Text excerpt
AMU Fire & EMS Original Public Safety

Why We and Our Government Must Work Harder to Fix EMS

By Allison G. S. Knox
Edge Contributor

In the U.S., we often think about our society’s problems and how to solve them. To this end, we elect individuals to local and state governments, as well as to the federal government, in the hope that those people will fix societal problems.

However, the American government system is relatively inefficient and complicated. While the division of the legislative, judicial, and executive branches of the federal government keeps the powers of each branch in check, it has also created numerous obstacles for ordinary citizens to quickly make positive changes and affect dire situations. Often, we wait for problems to become catastrophes before we institute change.

For instance, there are numerous issues with our emergency medical services (EMS) system – including personnel recruitment and retention and inadequate budgets – that need solutions right now. EMS is a critical part of the U.S. healthcare system, which has already struggled with its own problems for the last couple of decades.

[Referring expression data]
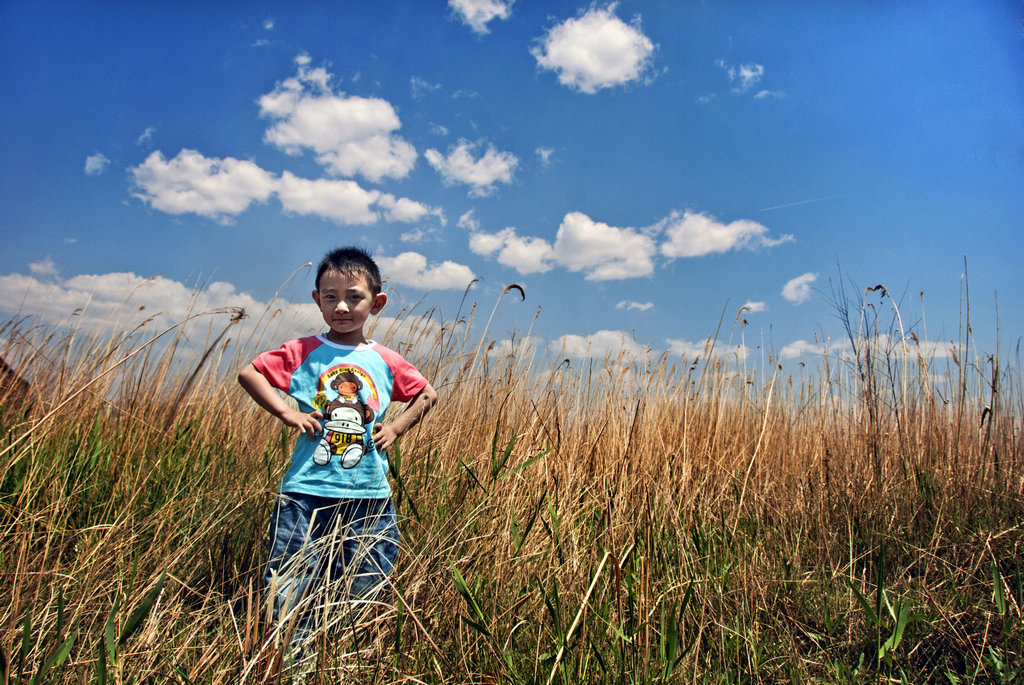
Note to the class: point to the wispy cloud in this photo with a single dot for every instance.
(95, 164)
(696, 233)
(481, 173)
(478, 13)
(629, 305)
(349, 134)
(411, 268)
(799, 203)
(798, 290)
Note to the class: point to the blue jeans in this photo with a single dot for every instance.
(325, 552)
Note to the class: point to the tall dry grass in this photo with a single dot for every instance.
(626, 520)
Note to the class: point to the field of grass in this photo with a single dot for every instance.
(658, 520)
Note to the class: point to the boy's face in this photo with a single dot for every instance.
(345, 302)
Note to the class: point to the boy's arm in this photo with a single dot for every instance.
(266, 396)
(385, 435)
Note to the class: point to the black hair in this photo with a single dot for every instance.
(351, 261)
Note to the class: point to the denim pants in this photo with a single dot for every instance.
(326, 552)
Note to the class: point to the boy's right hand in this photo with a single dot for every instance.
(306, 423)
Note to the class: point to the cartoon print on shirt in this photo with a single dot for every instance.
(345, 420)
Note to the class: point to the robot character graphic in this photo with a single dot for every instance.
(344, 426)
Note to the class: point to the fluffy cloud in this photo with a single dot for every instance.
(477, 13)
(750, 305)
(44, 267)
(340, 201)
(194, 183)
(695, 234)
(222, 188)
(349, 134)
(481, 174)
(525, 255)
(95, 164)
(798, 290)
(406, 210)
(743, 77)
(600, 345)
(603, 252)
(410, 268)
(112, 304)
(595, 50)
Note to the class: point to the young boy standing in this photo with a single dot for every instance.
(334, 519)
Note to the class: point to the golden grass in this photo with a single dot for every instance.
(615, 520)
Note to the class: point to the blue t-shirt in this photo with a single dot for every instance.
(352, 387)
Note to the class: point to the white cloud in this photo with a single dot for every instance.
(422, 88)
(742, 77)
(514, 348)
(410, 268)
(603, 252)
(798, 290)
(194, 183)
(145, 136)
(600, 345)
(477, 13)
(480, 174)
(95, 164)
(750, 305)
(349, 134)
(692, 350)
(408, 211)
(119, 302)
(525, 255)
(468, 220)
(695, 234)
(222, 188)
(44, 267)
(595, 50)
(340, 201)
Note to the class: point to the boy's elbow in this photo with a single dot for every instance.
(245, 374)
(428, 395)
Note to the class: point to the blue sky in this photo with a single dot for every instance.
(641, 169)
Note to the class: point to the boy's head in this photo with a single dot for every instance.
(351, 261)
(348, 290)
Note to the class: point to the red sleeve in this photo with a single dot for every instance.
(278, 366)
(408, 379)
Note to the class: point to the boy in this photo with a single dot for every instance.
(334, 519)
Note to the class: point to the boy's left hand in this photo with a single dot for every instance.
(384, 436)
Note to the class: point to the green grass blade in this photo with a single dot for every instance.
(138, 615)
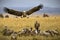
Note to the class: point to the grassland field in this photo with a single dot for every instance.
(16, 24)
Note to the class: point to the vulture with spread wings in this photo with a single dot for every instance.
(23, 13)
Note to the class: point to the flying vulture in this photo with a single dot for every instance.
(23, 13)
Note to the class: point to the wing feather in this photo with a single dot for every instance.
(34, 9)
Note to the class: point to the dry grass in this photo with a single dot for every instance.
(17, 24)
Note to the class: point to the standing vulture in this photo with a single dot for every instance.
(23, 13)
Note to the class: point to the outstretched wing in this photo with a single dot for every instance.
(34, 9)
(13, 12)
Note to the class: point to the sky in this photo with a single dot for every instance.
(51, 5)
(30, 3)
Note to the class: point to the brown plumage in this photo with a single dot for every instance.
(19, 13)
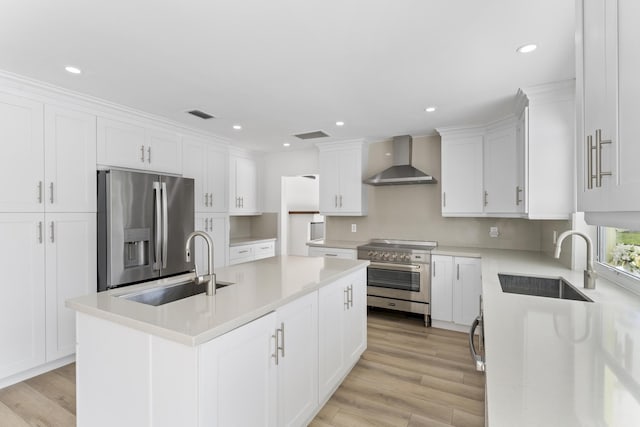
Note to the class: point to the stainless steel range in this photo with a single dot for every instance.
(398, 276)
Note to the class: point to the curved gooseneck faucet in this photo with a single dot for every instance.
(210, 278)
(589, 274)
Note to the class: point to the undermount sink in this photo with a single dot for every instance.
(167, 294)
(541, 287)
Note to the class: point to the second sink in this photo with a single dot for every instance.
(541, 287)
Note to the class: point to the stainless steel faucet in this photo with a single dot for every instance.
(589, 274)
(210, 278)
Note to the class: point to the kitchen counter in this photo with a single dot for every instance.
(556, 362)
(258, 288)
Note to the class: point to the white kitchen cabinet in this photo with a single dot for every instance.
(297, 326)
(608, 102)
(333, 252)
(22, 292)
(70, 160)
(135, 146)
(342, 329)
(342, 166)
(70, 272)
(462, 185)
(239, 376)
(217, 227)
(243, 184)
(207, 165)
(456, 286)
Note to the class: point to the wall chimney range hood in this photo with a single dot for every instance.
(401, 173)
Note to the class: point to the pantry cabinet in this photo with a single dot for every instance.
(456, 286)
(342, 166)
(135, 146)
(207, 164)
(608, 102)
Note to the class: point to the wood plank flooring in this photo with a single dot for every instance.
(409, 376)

* * *

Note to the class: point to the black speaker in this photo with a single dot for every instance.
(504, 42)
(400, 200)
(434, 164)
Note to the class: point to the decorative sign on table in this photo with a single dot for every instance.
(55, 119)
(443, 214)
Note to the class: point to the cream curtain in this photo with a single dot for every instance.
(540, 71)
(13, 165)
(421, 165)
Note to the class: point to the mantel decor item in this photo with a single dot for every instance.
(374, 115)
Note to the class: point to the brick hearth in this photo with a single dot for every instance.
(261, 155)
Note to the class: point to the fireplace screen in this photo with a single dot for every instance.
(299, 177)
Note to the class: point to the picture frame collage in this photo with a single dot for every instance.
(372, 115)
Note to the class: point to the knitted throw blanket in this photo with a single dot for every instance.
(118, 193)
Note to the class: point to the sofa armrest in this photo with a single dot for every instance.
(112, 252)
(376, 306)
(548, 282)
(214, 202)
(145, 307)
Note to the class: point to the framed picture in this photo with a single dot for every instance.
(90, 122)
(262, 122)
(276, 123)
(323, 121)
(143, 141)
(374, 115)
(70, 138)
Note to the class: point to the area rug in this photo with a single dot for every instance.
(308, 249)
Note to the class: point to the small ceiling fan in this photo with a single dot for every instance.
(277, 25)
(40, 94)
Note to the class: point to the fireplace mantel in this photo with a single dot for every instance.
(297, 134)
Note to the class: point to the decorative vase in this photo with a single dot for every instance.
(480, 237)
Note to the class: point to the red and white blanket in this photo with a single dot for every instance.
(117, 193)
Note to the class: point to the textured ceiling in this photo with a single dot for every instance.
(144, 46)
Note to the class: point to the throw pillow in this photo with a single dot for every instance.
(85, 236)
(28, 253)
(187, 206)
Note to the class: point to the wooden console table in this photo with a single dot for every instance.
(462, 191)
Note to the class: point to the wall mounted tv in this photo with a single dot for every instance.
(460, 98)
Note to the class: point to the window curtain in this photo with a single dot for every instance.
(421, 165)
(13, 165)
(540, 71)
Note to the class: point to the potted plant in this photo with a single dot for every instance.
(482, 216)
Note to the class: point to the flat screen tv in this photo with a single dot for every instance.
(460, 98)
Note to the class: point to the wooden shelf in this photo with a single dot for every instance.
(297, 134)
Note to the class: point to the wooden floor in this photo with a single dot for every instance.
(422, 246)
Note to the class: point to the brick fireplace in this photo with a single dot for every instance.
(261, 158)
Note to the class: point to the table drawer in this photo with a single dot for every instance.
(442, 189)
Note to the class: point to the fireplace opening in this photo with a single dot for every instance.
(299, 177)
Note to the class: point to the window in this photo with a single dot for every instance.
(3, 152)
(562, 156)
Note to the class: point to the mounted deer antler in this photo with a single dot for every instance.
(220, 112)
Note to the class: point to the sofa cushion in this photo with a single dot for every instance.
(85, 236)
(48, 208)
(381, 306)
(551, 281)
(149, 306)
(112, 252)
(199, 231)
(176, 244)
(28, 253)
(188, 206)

...

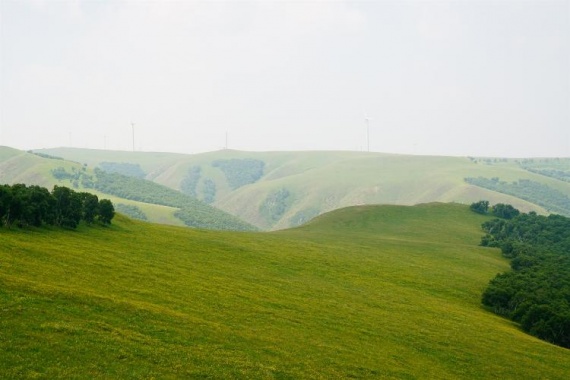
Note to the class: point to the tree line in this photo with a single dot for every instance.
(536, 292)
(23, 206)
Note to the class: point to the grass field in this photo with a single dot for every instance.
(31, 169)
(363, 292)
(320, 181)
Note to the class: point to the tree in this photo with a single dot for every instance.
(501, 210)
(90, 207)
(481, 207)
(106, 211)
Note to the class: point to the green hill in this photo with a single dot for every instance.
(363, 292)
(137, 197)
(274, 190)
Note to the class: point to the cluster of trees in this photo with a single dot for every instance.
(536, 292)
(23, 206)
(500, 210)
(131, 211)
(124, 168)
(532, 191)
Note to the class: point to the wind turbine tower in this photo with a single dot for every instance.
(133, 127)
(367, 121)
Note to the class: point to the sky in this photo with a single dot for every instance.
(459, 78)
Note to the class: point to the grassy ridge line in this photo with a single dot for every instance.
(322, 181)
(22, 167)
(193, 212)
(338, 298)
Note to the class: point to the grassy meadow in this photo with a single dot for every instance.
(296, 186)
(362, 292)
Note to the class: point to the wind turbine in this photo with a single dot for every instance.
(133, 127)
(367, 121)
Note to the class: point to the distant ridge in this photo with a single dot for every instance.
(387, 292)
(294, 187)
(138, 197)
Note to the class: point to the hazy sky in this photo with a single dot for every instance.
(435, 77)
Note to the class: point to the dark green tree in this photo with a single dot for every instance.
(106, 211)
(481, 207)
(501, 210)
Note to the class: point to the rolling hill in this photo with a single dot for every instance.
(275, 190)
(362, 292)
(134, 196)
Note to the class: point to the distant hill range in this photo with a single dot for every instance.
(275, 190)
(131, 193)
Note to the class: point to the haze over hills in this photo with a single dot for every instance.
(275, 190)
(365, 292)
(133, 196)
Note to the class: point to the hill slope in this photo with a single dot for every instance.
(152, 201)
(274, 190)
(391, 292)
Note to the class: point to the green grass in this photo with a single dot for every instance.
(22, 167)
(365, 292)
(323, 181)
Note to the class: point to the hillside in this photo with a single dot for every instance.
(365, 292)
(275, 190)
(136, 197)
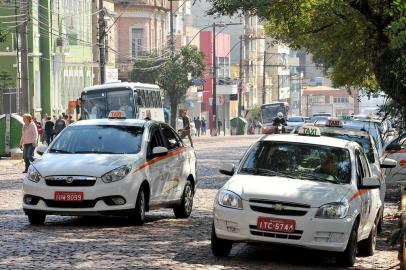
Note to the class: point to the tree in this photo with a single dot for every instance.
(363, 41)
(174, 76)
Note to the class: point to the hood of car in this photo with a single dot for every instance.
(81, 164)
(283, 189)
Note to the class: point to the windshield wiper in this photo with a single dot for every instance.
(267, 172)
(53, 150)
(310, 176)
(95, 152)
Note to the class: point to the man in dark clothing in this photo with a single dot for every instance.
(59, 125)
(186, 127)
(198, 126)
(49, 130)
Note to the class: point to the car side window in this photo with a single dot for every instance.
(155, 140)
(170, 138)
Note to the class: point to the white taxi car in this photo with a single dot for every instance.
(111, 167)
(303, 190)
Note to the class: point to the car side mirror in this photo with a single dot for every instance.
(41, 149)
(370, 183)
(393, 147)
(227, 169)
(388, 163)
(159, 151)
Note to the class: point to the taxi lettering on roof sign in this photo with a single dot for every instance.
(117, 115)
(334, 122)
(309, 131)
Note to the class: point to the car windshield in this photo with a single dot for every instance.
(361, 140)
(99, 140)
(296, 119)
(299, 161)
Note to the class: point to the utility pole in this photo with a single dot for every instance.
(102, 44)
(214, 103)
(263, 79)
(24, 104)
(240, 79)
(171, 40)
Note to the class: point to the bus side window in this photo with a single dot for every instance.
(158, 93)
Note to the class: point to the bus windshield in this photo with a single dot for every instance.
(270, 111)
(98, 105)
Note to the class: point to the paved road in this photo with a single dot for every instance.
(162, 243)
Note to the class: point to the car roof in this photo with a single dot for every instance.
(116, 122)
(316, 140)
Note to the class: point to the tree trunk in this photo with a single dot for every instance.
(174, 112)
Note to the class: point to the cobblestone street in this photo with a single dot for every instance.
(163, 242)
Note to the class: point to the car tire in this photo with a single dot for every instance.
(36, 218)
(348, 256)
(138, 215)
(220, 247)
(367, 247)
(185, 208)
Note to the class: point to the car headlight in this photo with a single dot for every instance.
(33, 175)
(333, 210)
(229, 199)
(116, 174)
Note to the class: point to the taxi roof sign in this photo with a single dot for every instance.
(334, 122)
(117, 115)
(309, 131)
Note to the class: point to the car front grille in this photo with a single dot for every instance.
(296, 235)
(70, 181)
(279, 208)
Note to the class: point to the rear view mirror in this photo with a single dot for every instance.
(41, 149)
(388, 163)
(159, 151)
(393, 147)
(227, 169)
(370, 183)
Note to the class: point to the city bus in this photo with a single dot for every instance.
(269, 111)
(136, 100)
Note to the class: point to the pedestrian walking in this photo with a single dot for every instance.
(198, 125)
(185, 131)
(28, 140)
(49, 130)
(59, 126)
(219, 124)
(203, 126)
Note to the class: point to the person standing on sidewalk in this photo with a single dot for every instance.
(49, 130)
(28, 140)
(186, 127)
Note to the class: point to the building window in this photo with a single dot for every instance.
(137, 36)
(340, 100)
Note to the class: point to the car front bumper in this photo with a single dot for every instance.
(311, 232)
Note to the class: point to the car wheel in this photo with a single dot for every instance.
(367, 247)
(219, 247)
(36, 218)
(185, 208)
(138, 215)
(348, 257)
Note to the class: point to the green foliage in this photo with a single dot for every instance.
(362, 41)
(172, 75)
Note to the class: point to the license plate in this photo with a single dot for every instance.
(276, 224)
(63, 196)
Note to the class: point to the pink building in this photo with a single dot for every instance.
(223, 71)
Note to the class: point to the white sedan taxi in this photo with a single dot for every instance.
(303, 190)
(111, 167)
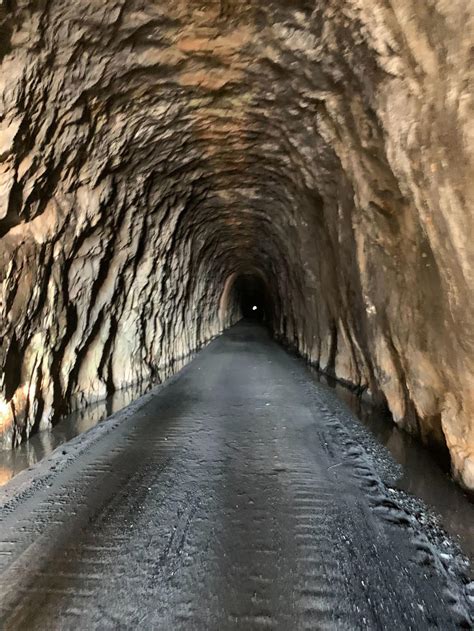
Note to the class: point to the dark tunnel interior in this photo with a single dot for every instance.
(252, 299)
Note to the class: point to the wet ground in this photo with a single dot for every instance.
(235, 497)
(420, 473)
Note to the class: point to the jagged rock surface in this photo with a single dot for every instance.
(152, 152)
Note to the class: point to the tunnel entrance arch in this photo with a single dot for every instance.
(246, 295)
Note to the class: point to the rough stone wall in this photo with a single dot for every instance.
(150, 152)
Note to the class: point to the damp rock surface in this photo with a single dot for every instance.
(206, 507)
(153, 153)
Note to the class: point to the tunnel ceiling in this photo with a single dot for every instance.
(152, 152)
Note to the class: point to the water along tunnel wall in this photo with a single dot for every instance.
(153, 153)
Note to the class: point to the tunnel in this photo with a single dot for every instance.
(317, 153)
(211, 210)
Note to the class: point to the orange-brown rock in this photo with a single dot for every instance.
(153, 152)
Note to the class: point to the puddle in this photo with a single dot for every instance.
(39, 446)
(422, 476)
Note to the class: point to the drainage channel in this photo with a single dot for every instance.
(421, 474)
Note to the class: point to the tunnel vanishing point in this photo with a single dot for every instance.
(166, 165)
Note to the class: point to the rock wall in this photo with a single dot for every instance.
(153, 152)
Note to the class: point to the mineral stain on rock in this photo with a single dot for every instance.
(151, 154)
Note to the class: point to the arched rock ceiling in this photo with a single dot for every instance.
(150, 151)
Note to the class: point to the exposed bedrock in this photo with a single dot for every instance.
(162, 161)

Exercise goal
Rewrite the part of the EMS article above starting at "However, the American" and ending at "we institute change.", swapping "obstacles" for "barriers".

Expected output
However, the American government system is relatively inefficient and complicated. While the division of the legislative, judicial, and executive branches of the federal government keeps the powers of each branch in check, it has also created numerous barriers for ordinary citizens to quickly make positive changes and affect dire situations. Often, we wait for problems to become catastrophes before we institute change.